◆ **What the exercise asks**:
Output the material below in full, exactly as it is.

## START

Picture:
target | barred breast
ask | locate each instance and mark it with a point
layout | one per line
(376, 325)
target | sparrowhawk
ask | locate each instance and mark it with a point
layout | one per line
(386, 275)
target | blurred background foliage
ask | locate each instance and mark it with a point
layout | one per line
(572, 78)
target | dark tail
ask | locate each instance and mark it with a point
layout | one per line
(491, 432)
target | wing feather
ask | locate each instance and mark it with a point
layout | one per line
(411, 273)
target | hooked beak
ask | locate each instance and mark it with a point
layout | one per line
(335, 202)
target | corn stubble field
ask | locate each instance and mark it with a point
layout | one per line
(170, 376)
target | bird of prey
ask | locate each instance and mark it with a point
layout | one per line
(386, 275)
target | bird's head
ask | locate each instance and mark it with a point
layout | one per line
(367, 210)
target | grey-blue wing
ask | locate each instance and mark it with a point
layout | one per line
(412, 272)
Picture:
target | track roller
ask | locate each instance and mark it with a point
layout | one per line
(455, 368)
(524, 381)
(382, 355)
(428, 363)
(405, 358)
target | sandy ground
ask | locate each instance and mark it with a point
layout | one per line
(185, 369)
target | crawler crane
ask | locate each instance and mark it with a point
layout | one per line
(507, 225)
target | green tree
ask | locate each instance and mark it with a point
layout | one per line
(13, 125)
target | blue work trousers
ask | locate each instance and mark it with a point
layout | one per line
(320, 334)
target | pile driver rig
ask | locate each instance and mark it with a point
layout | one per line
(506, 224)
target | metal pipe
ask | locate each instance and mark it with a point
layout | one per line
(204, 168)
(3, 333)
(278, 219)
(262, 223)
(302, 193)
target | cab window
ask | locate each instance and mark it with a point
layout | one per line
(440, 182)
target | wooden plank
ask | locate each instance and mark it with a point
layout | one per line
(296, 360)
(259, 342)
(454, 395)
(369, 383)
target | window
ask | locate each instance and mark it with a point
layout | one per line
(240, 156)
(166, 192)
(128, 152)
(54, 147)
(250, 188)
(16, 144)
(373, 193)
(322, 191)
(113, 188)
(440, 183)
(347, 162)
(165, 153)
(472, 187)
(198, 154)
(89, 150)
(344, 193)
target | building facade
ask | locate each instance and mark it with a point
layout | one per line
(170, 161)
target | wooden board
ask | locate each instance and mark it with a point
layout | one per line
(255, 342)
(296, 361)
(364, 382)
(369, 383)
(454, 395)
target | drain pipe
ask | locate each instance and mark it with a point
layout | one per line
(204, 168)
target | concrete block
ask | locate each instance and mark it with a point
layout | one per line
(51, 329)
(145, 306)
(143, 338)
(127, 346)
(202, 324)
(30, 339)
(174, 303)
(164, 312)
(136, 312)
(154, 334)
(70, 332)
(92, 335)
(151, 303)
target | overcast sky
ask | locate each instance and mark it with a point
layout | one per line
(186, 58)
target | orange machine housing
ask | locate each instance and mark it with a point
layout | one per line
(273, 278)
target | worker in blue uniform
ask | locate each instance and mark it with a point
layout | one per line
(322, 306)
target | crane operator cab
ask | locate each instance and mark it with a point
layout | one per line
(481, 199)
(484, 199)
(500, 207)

## END

◆ **Output for this task**:
Picture:
target | barred breast
ask | locate each instance and mark it with a point
layout | one per line
(376, 325)
target | sparrowhawk
ask | locate each instance and mark it with a point
layout | one per line
(386, 275)
target | blurred background foliage
ask | locate each instance and mark it with a point
layout | one per line
(572, 78)
target | dark tail
ask | locate each instance and mark it with a point
layout | one per line
(491, 432)
target | wing feather
ask | locate each instance and mark it with a point
layout | one per line
(411, 273)
target | hooked beak
ask | locate each instance and mark it with a point
layout | one per line
(335, 202)
target | corn stubble field
ask | locate each instance and mark it with a point
layout | one per line
(170, 376)
target | bird of prey
ask | locate each instance and mark it with a point
layout | one per line
(386, 275)
target | bird's head
ask | locate each instance and mark it with a point
layout | one per line
(367, 210)
target | grey-blue wing
ask | locate each instance and mark it with a point
layout | one per line
(412, 272)
Picture:
target | track roller
ask | locate each instance and mark it with a point
layout | one per line
(455, 368)
(524, 381)
(382, 355)
(428, 363)
(405, 358)
target | sandy ground
ask | locate each instance and mark it with a point
layout | one per line
(185, 369)
target | crawler crane
ask | locate each instance and mark it with a point
layout | one per line
(507, 225)
target | green tree
ask | locate each instance and mark it with a point
layout | one per line
(13, 125)
target | blue work trousers
ask | locate each instance and mark it with a point
layout | one per line
(320, 334)
target | pile driver rig
ask | locate each instance and mark it with a point
layout | one per line
(506, 224)
target | metal pipe
ask | locate each instance and mark it with a point
layout | one per line
(204, 168)
(3, 333)
(278, 219)
(262, 223)
(302, 193)
target | cab window
ask | locate each instance and mark it with a point
layout | one per line
(440, 182)
target | wooden plank
ask | locate each instance and mark it with a point
layout | one per line
(296, 360)
(259, 342)
(454, 395)
(369, 383)
target | window
ask | locate each instance and mark it with a point
layout | one per line
(240, 156)
(166, 192)
(128, 152)
(54, 147)
(250, 188)
(16, 144)
(373, 193)
(322, 191)
(113, 188)
(440, 183)
(347, 162)
(165, 153)
(472, 187)
(198, 154)
(89, 150)
(344, 193)
target | building facade
ask | locate each instance and mark it with a point
layout | one per line
(170, 161)
target | wooden board
ask | locate each instance and mark it with a point
layout | one per line
(255, 342)
(296, 361)
(364, 382)
(369, 383)
(454, 395)
target | drain pipe
ask | locate each instance and mark it with a point
layout | one per line
(204, 168)
target | concrete block
ask | locate each instance and mark it with a point
layout | one per line
(51, 329)
(145, 306)
(143, 338)
(127, 346)
(202, 324)
(30, 339)
(174, 303)
(164, 312)
(136, 312)
(154, 334)
(70, 332)
(92, 335)
(151, 303)
target | overcast sky
ask | locate each instance and mark it with a point
layout | one per line
(186, 58)
target | orange machine housing
ask | locate each instance and mark it with a point
layout | one per line
(273, 278)
target | worker in blue uniform
ask | locate each instance and mark it with a point
layout | one per line
(322, 306)
target | crane operator cab
ask | locate each instance and mark it with a point
layout | one per line
(481, 199)
(484, 199)
(500, 207)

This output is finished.